:: 所给条目

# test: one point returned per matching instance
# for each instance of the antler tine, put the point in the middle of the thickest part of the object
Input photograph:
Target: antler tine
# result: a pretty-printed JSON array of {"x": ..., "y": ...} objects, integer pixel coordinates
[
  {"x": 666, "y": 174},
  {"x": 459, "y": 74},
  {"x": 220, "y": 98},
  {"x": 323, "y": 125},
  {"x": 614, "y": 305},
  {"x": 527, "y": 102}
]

::::

**任务说明:**
上面的条目中有几行含有字符串“antler”？区分大小写，只写出数字。

**练习作答:**
2